Bangladeshi uprising

A country may be financially poor yet be culturally rich, as one artist from Bangladesh shows.

FROM a country better known in Malaysia for its skills in construction and labour comes a new breed of professionals – the artist.

Kanak Chanpa Chakma, 43, currently exhibiting in Kuala Lumpur, is the second Bangladeshi to have a solo exhibition in Malaysia this year, where there were none previously. It suggests a rise in Bangladeshi art in an arena typically dominated by names from Thailand, Indonesia and Japan.

Chakma’s Madonna shows a blending of Eastern and Western ideas.

Chakma’s exhibition, entitled The Growth of a Genius, will portray imagery of her hometown, not unlike other Bangladeshi artists before her such as Zainul Abedin (famous for his paintings depicting the 1943 famine), Qamrul Hassan (inspired by the beauty and mystery of village women) and Safiuddin Ahmed (who popularised local motifs using eyes, fishing nets and boats.)

Chakma’s work will also feature rural life but she has a style of her own she describes as semi-abstract and semi-realistic. “The subject of my paintings are ethnic,” she says. “But I present my paintings in a modernised way where there is a blending of Western and Eastern.”

━━━━━━

## Your goal
In one to three sentences, explain why, according to the article on the Bangladeshi artist, Chakma's exhibition suggests a rise in Bangladeshi art in Malaysia.

━━━━━━

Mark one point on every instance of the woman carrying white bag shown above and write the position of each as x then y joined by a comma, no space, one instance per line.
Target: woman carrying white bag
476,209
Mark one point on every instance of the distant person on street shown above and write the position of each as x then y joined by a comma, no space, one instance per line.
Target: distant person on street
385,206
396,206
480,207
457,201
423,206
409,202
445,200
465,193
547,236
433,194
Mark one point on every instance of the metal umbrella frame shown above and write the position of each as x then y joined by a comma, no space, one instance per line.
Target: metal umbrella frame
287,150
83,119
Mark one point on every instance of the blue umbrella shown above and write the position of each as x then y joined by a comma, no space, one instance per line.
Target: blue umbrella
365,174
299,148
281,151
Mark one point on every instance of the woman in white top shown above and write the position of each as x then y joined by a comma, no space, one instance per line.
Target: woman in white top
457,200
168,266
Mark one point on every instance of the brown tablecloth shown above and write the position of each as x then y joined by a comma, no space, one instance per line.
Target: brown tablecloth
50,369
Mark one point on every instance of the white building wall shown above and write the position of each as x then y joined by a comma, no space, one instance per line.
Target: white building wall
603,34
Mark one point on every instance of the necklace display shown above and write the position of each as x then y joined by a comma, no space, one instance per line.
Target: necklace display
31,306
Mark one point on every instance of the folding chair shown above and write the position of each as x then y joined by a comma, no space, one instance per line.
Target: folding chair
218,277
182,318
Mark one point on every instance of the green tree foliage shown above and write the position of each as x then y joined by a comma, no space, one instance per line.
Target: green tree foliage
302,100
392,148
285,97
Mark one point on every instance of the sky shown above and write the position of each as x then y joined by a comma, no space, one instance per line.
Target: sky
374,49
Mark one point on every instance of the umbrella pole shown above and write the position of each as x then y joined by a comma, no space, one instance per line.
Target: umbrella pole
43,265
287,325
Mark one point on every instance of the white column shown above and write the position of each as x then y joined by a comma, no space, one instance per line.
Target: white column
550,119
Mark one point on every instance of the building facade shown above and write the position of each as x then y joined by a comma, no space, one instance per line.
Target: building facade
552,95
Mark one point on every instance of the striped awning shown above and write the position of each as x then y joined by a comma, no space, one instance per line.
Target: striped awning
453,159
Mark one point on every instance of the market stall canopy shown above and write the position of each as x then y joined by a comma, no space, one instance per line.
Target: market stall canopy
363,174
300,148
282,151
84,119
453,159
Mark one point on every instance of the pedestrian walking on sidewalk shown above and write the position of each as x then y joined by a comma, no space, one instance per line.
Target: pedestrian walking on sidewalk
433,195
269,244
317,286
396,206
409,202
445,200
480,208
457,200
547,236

━━━━━━

## The completed task
Chakma is the second Bangladeshi to hold a solo exhibition in Malaysia this year, and before this year there had been none. This points to Bangladeshi art growing in an arena usually dominated by names from Thailand, Indonesia and Japan.